### Information
------------------------------------------------------------------------

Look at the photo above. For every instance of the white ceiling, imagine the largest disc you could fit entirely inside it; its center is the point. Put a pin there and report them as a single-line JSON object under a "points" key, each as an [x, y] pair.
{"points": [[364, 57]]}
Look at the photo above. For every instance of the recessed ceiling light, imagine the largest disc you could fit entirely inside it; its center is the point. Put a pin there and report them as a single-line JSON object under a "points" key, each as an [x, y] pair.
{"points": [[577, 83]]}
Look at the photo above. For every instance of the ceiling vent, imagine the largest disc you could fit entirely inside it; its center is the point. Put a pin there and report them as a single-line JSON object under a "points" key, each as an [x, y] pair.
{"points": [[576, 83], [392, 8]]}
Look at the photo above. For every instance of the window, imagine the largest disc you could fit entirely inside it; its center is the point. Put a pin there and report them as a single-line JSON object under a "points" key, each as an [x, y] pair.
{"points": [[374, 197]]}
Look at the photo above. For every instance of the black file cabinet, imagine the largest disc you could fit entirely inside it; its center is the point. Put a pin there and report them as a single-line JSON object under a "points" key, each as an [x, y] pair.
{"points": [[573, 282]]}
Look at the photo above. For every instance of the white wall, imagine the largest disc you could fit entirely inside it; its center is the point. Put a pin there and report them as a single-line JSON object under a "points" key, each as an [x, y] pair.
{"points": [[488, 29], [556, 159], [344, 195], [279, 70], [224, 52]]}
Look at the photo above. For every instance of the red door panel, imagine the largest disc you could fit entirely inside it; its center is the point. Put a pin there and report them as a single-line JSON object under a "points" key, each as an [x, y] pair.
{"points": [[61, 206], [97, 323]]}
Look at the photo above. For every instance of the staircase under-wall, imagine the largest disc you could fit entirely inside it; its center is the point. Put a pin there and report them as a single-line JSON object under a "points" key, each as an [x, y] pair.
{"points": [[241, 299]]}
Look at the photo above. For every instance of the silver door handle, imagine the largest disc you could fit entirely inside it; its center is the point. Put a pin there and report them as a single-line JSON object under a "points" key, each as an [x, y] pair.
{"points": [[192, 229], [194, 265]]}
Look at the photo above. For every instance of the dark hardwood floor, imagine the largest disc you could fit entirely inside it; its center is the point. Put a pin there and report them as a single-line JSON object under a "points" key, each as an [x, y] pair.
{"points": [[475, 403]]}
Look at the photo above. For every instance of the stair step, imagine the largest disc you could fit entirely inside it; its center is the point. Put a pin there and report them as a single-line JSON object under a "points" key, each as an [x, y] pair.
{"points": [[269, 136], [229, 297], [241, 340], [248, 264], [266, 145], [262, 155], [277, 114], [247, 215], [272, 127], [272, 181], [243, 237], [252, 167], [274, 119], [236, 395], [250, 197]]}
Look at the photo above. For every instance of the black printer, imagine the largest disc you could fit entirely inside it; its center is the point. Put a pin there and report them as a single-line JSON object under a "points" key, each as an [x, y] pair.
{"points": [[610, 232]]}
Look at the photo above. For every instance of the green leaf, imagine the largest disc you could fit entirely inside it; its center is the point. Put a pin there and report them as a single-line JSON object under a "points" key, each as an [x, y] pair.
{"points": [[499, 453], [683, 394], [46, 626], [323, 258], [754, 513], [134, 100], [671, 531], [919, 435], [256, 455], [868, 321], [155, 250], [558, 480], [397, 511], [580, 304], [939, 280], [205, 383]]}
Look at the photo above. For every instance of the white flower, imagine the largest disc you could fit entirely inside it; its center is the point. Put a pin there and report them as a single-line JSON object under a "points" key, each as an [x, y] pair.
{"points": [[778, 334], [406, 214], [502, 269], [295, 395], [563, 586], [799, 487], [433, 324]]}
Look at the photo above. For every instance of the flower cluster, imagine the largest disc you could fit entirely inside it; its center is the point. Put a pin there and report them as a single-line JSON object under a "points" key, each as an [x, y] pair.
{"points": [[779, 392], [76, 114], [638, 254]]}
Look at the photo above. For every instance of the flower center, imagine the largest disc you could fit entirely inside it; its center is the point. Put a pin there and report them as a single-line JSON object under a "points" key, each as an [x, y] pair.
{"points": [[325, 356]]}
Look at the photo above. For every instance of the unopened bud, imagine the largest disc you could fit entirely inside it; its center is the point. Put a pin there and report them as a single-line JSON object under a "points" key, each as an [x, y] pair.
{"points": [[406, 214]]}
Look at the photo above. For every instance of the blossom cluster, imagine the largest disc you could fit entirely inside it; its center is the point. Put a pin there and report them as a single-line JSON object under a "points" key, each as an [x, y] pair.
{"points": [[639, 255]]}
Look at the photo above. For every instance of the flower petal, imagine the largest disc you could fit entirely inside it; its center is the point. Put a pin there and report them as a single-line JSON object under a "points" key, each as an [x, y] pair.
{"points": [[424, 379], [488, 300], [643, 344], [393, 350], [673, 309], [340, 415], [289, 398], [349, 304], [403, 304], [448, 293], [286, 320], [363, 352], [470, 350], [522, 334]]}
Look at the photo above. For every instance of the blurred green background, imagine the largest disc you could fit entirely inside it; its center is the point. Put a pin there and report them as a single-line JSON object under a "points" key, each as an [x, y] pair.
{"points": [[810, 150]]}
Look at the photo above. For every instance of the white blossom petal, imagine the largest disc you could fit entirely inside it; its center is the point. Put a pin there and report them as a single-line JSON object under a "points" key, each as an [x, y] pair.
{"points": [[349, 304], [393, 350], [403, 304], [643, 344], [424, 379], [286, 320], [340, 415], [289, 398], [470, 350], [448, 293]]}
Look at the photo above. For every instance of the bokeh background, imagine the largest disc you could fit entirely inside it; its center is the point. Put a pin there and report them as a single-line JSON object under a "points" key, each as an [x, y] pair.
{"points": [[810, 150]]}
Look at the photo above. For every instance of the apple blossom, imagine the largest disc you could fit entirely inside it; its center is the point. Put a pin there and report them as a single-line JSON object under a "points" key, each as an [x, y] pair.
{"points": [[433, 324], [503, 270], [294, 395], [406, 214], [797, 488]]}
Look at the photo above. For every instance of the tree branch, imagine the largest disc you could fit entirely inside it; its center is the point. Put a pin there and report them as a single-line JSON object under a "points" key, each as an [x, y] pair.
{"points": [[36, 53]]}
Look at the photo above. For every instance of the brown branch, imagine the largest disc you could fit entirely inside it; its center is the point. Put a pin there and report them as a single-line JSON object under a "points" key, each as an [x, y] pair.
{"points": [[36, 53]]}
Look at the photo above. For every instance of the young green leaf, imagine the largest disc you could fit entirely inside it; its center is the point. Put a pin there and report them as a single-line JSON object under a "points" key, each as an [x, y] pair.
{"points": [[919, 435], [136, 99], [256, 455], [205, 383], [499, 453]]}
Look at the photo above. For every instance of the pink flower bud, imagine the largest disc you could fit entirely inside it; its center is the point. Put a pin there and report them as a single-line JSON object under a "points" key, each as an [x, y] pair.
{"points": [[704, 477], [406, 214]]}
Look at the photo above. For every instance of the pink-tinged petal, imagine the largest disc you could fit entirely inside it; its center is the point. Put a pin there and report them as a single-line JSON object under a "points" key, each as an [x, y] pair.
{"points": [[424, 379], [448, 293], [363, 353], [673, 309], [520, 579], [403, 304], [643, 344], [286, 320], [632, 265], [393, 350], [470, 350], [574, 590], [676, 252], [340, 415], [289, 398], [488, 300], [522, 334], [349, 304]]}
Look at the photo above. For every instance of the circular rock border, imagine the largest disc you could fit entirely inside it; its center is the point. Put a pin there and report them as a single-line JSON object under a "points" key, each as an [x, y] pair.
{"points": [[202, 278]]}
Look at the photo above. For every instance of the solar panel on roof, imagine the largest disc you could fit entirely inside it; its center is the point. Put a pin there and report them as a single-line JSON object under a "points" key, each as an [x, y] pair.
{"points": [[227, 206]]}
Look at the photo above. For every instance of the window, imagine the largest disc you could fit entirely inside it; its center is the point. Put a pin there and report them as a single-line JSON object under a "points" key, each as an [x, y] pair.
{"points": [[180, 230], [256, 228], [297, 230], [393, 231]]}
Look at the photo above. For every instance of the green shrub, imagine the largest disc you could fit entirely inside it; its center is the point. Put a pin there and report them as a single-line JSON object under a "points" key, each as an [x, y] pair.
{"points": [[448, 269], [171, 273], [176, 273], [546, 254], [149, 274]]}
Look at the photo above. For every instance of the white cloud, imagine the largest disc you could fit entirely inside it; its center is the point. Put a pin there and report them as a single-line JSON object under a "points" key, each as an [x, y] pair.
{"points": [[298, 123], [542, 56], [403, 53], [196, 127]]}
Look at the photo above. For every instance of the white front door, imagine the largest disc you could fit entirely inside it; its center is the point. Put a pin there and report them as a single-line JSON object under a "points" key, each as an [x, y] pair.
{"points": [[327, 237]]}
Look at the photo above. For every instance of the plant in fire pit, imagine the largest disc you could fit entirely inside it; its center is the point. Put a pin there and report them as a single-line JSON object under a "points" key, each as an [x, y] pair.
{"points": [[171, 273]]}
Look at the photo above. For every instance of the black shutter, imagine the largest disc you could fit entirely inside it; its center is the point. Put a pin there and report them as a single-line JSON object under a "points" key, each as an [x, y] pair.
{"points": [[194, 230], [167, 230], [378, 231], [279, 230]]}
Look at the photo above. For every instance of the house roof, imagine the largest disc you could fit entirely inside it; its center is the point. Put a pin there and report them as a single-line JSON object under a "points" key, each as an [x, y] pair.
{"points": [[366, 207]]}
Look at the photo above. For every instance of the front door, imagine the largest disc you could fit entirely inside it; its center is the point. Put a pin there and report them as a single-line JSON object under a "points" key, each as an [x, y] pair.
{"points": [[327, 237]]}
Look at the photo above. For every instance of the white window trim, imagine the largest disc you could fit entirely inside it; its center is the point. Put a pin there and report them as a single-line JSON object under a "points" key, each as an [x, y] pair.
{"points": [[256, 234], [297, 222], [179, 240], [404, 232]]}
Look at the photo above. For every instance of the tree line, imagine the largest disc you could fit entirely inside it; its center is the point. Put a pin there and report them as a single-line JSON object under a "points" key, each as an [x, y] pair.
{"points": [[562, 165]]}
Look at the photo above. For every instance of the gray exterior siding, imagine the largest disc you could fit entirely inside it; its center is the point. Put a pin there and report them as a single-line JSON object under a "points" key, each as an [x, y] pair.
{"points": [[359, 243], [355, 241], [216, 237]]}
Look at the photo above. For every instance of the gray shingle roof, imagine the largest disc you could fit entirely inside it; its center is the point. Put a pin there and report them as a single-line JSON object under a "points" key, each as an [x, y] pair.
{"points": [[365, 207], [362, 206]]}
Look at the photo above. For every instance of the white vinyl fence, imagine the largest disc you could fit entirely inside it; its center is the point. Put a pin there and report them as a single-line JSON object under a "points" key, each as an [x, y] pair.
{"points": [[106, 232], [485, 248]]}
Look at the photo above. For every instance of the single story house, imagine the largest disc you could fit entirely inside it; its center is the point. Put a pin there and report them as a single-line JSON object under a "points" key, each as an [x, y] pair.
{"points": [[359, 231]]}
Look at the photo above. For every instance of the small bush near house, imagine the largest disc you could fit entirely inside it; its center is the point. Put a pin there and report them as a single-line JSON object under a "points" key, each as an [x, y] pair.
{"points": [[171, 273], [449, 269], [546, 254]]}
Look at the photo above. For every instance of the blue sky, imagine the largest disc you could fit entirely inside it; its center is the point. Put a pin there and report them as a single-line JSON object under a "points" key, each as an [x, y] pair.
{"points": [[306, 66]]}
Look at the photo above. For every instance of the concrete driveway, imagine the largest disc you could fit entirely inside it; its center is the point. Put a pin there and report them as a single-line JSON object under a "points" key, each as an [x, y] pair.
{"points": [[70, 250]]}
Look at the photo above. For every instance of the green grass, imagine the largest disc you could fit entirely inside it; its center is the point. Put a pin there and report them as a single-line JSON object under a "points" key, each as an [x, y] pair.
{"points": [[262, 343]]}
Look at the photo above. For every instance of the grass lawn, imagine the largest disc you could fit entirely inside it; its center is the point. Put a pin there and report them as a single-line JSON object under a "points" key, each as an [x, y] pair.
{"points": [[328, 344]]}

------------------------------------------------------------------------

### What you need to do
Look above for the line with "Look at the photo above. For every instance of the grass", then copy it and each later line exactly, stopping at the last line of the records.

### Answer to the exercise
Look at the photo above. For every instance of the grass lawn, imagine the largest disc you could fit entirely inside it; its center is the point. Put a pin there and report them as a single-line JSON object under a "points" key, each as an [x, y] pair.
{"points": [[328, 344]]}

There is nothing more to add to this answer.